◆ **PROMPT**
Should an entry contain an image, omit it and repeat the rest exactly.

◆ **DATA SECTION**
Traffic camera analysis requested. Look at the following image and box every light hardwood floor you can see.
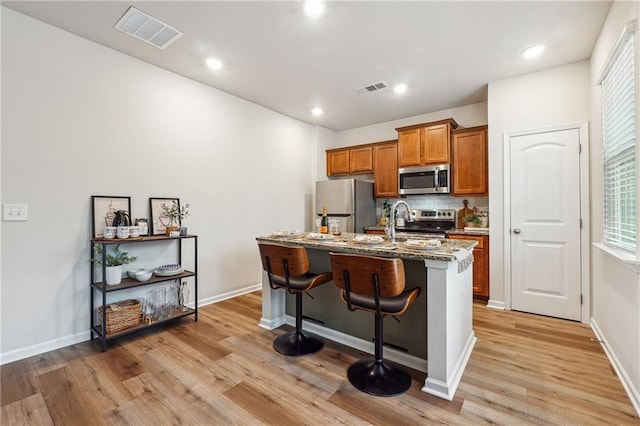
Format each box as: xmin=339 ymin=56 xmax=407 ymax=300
xmin=2 ymin=291 xmax=638 ymax=425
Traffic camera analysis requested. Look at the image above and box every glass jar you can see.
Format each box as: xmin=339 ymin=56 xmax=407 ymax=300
xmin=135 ymin=218 xmax=149 ymax=236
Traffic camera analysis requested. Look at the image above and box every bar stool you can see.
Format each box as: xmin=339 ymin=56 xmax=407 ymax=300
xmin=258 ymin=243 xmax=332 ymax=356
xmin=329 ymin=252 xmax=421 ymax=396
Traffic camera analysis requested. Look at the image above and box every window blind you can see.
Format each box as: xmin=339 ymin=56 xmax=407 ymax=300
xmin=601 ymin=26 xmax=636 ymax=252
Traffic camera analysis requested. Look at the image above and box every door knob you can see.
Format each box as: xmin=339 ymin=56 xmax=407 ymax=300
xmin=513 ymin=228 xmax=521 ymax=234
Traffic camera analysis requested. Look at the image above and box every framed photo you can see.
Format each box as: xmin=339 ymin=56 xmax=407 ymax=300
xmin=149 ymin=197 xmax=180 ymax=235
xmin=91 ymin=195 xmax=131 ymax=238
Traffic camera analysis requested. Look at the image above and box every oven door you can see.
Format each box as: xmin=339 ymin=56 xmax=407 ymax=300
xmin=398 ymin=165 xmax=450 ymax=195
xmin=394 ymin=222 xmax=447 ymax=238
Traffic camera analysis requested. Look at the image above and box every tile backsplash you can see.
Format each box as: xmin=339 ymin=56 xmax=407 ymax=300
xmin=376 ymin=195 xmax=488 ymax=217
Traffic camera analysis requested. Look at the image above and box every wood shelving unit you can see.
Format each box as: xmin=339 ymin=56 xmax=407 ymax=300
xmin=90 ymin=234 xmax=198 ymax=351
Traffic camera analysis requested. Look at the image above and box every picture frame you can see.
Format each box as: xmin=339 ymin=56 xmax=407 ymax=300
xmin=149 ymin=197 xmax=180 ymax=235
xmin=91 ymin=195 xmax=131 ymax=238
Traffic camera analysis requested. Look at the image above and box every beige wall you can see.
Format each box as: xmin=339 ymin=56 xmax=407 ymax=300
xmin=589 ymin=0 xmax=640 ymax=413
xmin=487 ymin=60 xmax=591 ymax=307
xmin=1 ymin=8 xmax=317 ymax=361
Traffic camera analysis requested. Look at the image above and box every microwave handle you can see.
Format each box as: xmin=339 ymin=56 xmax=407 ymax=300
xmin=434 ymin=169 xmax=439 ymax=190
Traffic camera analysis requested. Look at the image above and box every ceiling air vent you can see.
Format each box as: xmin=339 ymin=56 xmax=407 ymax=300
xmin=355 ymin=81 xmax=389 ymax=95
xmin=114 ymin=7 xmax=183 ymax=49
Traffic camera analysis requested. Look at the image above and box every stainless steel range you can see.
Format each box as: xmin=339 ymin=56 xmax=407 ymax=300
xmin=394 ymin=209 xmax=456 ymax=238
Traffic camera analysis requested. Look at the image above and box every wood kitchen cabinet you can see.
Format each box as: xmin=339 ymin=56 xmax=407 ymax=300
xmin=350 ymin=146 xmax=373 ymax=173
xmin=373 ymin=140 xmax=398 ymax=198
xmin=327 ymin=149 xmax=350 ymax=175
xmin=448 ymin=233 xmax=489 ymax=300
xmin=452 ymin=125 xmax=488 ymax=196
xmin=326 ymin=146 xmax=373 ymax=176
xmin=396 ymin=118 xmax=458 ymax=167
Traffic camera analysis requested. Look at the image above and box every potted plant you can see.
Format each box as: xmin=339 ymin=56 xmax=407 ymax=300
xmin=380 ymin=199 xmax=392 ymax=226
xmin=161 ymin=200 xmax=190 ymax=236
xmin=463 ymin=213 xmax=482 ymax=228
xmin=93 ymin=244 xmax=138 ymax=285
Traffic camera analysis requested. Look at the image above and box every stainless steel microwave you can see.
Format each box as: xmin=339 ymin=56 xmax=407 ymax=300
xmin=398 ymin=164 xmax=450 ymax=195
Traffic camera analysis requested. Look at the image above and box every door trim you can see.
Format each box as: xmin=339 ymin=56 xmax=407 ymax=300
xmin=503 ymin=121 xmax=590 ymax=323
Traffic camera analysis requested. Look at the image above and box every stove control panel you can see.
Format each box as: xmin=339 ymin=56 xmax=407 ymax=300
xmin=410 ymin=209 xmax=456 ymax=221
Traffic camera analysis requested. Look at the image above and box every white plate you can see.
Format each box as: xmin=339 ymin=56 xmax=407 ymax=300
xmin=154 ymin=267 xmax=184 ymax=276
xmin=403 ymin=239 xmax=441 ymax=250
xmin=270 ymin=230 xmax=304 ymax=238
xmin=353 ymin=235 xmax=384 ymax=245
xmin=307 ymin=233 xmax=335 ymax=240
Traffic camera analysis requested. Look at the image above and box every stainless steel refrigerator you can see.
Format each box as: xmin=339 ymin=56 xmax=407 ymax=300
xmin=315 ymin=179 xmax=376 ymax=233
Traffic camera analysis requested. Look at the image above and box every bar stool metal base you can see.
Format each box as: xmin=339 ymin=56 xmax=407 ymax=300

◆ **EXERCISE RESULT**
Traffic camera analysis requested. Look at the following image and box every light hardwood floor you can see.
Format each box as: xmin=339 ymin=56 xmax=407 ymax=300
xmin=2 ymin=291 xmax=638 ymax=425
Traffic camera analysis requested. Look at the image above and box every glass jar you can see.
Format each box as: xmin=339 ymin=56 xmax=407 ymax=300
xmin=135 ymin=218 xmax=149 ymax=236
Traffic camera analysis requested. Look at the image above and box every bar stool you can see.
Format each box as: xmin=339 ymin=56 xmax=407 ymax=300
xmin=258 ymin=243 xmax=332 ymax=356
xmin=329 ymin=252 xmax=421 ymax=396
Traffic camera analysis requested. Look at the image above and box every window blind you can see.
Format each box as: xmin=339 ymin=56 xmax=407 ymax=300
xmin=601 ymin=26 xmax=636 ymax=252
Traffic camera analysis requested. Look at the image above and box every door knob you can see.
Format each box as: xmin=339 ymin=56 xmax=407 ymax=300
xmin=513 ymin=228 xmax=521 ymax=234
Traffic camera analysis requested. Look at the image above and box every framed photo you can see.
Format each box as: xmin=339 ymin=56 xmax=407 ymax=300
xmin=149 ymin=197 xmax=180 ymax=235
xmin=91 ymin=195 xmax=131 ymax=238
Traffic camera analysis requested. Look at the image above and box every oven door you can see.
Format each box as: xmin=339 ymin=56 xmax=407 ymax=300
xmin=398 ymin=165 xmax=450 ymax=195
xmin=394 ymin=222 xmax=447 ymax=238
Traffic camera analysis requested. Look at the image above and box every tile backsplash you can see.
Format each box as: xmin=339 ymin=56 xmax=407 ymax=300
xmin=376 ymin=195 xmax=488 ymax=217
Traffic camera analysis requested. Look at the image above and box every wood shelving unit you can see.
Format each box as: xmin=339 ymin=56 xmax=407 ymax=300
xmin=90 ymin=234 xmax=198 ymax=351
Traffic camera analysis requested. Look at the image above and box every picture frame you can see.
Format each box as: xmin=339 ymin=56 xmax=407 ymax=300
xmin=149 ymin=197 xmax=180 ymax=235
xmin=91 ymin=195 xmax=131 ymax=238
Traffic camera analysis requested. Look at the image above and box every beige wall you can see.
Format each box as: xmin=339 ymin=56 xmax=407 ymax=300
xmin=589 ymin=0 xmax=640 ymax=413
xmin=487 ymin=60 xmax=591 ymax=307
xmin=1 ymin=8 xmax=317 ymax=361
Traffic camera analysis requested. Look at the image above and box every microwave handle you can see.
Format each box as: xmin=339 ymin=56 xmax=407 ymax=300
xmin=434 ymin=169 xmax=439 ymax=190
Traffic camera analysis requested. Look at the image above and box every ceiling air vent you can see.
Format each box as: xmin=339 ymin=56 xmax=407 ymax=300
xmin=355 ymin=81 xmax=389 ymax=95
xmin=114 ymin=7 xmax=183 ymax=49
Traffic camera analysis requested. Look at the image above and box every stainless steel range you can see.
Format each box as: xmin=339 ymin=56 xmax=407 ymax=300
xmin=394 ymin=209 xmax=456 ymax=238
Traffic camera analysis requested. Look at the image above and box every wood kitchen cabinet you can see.
Format each box as: xmin=339 ymin=56 xmax=407 ymax=300
xmin=350 ymin=146 xmax=373 ymax=173
xmin=373 ymin=140 xmax=398 ymax=198
xmin=327 ymin=149 xmax=350 ymax=175
xmin=448 ymin=233 xmax=489 ymax=300
xmin=452 ymin=125 xmax=488 ymax=196
xmin=326 ymin=146 xmax=373 ymax=176
xmin=396 ymin=118 xmax=458 ymax=167
Traffic camera analysis requested. Look at the image above and box every potted plant you can see.
Format each box as: xmin=339 ymin=56 xmax=407 ymax=300
xmin=380 ymin=199 xmax=392 ymax=226
xmin=161 ymin=200 xmax=190 ymax=236
xmin=463 ymin=213 xmax=482 ymax=228
xmin=93 ymin=244 xmax=138 ymax=285
Traffic camera analysis requested. Look at the image above and box every stainless steel microwave you can see.
Format each box as: xmin=339 ymin=56 xmax=407 ymax=300
xmin=398 ymin=164 xmax=450 ymax=195
Traffic camera analysis requested. Look at the image above and box every door trim you can see.
Format each box as: xmin=339 ymin=56 xmax=407 ymax=300
xmin=503 ymin=121 xmax=590 ymax=323
Traffic camera analysis requested. Look at the image above and box every stove control panel you can see.
Format each box as: xmin=339 ymin=56 xmax=407 ymax=300
xmin=410 ymin=209 xmax=456 ymax=221
Traffic camera analysis requested. Look at the image above and box every white plate you can see.
Format each box as: xmin=339 ymin=56 xmax=407 ymax=300
xmin=154 ymin=267 xmax=184 ymax=276
xmin=403 ymin=239 xmax=441 ymax=250
xmin=270 ymin=230 xmax=304 ymax=238
xmin=353 ymin=235 xmax=384 ymax=245
xmin=307 ymin=233 xmax=335 ymax=240
Traffic camera analysis requested. Look at the image above and box every stainless steel refrigerator you can see.
Format each box as: xmin=339 ymin=56 xmax=407 ymax=300
xmin=315 ymin=179 xmax=376 ymax=233
Traffic camera analysis requested. Look at the image above and box every bar stool metal base you can see.
Format each box as: xmin=339 ymin=56 xmax=407 ymax=300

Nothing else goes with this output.